[BEGIN LISTED RECORDS]

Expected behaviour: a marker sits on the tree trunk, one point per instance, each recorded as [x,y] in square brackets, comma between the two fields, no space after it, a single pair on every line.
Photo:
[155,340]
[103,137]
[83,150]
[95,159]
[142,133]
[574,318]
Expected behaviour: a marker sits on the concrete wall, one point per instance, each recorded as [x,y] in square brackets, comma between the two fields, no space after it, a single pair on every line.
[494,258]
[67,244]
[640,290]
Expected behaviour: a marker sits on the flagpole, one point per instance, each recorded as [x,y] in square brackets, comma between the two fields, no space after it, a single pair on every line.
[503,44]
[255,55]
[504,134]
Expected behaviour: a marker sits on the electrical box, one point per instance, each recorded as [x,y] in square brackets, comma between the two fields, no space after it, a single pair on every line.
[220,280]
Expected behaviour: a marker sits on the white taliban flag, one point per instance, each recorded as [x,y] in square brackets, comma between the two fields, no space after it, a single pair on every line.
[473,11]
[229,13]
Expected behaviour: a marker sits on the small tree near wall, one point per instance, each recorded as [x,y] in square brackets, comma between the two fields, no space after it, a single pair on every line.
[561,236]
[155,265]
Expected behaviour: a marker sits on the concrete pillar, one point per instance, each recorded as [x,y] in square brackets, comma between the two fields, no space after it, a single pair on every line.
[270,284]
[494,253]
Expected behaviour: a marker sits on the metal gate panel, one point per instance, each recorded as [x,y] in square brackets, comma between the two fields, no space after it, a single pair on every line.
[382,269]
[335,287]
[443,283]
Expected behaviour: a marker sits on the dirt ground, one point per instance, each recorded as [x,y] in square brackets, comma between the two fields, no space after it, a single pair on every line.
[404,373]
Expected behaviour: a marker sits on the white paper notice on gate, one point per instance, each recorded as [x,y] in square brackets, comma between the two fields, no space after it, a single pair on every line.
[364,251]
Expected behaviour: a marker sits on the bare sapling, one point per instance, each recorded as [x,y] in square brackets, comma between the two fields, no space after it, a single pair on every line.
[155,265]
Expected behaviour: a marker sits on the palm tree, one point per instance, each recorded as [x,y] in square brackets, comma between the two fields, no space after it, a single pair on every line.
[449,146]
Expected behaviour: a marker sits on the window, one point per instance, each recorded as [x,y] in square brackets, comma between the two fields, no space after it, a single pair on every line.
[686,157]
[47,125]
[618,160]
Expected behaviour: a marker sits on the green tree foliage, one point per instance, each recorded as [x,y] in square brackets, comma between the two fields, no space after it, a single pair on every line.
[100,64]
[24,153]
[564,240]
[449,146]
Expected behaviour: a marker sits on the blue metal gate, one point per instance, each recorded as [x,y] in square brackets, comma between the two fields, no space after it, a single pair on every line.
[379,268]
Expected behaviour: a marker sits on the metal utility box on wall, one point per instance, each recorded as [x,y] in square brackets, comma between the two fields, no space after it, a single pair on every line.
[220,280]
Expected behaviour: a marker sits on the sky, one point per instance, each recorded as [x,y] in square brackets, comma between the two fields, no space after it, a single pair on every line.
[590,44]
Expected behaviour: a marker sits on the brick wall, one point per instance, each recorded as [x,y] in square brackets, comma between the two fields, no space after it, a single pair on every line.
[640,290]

[END LISTED RECORDS]

**TASK DIRECTIONS:** Please rewrite all the items above with "pin" in place of every "marker", keeping everything else identical.

**RESPONSE:**
Expected behaviour: a pin sits on the tree trunk, one point per instance, each recorded as [x,y] in square brackets, comma between the two fields, no space after it, a single pair on every line.
Photo:
[155,340]
[103,137]
[83,150]
[95,159]
[142,133]
[574,318]
Expected behaviour: a pin sits on the concrete wall, one point per instance, each recorded as [x,y] in square brackets, comma between the two fields, no space after it, a single pair on every line.
[494,258]
[67,244]
[640,290]
Expected behaviour: a pin sits on the flagpole, one point per instance, each recorded as [x,y] in square brackets, comma between the two fields, no space after it, a single pair on every line.
[503,44]
[255,55]
[504,134]
Expected behaviour: a pin sits on the electrical box, one point per instance, each recorded as [x,y] in square brackets, comma between the two fields, no space after it, a single pair on every line.
[220,280]
Expected behaviour: a pin sits on the white taliban flag, one point per instance, each recorded as [x,y] in square brackets, comma between the two fields, no space after it, a single pair on every line.
[473,11]
[229,13]
Expected behaviour: a pin sits on the small tree near wall, one point per instance, each recorded as [x,y] in square brackets, comma between the two fields, no space after it, a single pair on every line.
[561,236]
[155,265]
Expected behaviour: a pin sits on the concrete pillar, one point per instance, each recorded as [x,y] in square brackets, comma between the two fields, no space after it, a single pair on every line.
[270,284]
[494,253]
Expected behaviour: a pin sits on the metal gate panel, one point per instance, each recorded as [x,y] in square brackets, comma between the two fields, no space after it, a single pair on every line.
[382,269]
[335,287]
[443,283]
Expected behaviour: a pin sits on the dirt ground, one point per instance, each recorded as [x,y] in square brackets, comma between the two fields, no space after it, a single pair on every line.
[404,373]
Expected behaviour: a pin sits on the white paper notice on gate, one point per instance, each recorded as [x,y] in square brackets, comma between the two fields, no space after it, a single pair on every line.
[364,251]
Expected behaviour: a pin sits on the bare sapling, one point per instance, each recorded as [x,y] in square brackets, comma between the two fields, no space after it, a single pair on every line.
[155,265]
Expected behaviour: a pin sits on the palm tree, one point per instance, each recorded as [x,y] in square brackets, comma between the two fields, no space after it, a single pair on every line.
[449,146]
Expected behaviour: a pin sits on the window, one point per instance, each recorded as [x,y] in square brackets, comma between the two fields, no space after it, a single pair on every line.
[686,157]
[47,125]
[618,160]
Expected behaviour: a pin sits on the green tree foliage, one point per instance, each recorded as [x,y] in square brackets, comma between the two fields, no space after it, a single pair on every line.
[100,64]
[24,153]
[564,240]
[449,146]
Expected behaviour: a pin sits on the blue metal gate, one point per instance, each recorded as [x,y] in square brackets, comma between the two fields, no space after it, a single pair on every line.
[379,268]
Expected behaviour: a pin sits on the metal utility box on wall, one point per instance, each recorded as [x,y] in square brackets, comma between the two fields, no space after it, a single pair on every line.
[220,280]
Expected behaviour: a pin sits on the sky, one point per instance, each recorded as [x,y] in square brackets, comma between the two fields, no space after it, a single pair on every line.
[590,44]
Expected behaviour: a pin sits on the brick wall, one point per instance, each recorded as [x,y] in square brackets, comma between the two fields, no space after it, a single pair on every line.
[640,290]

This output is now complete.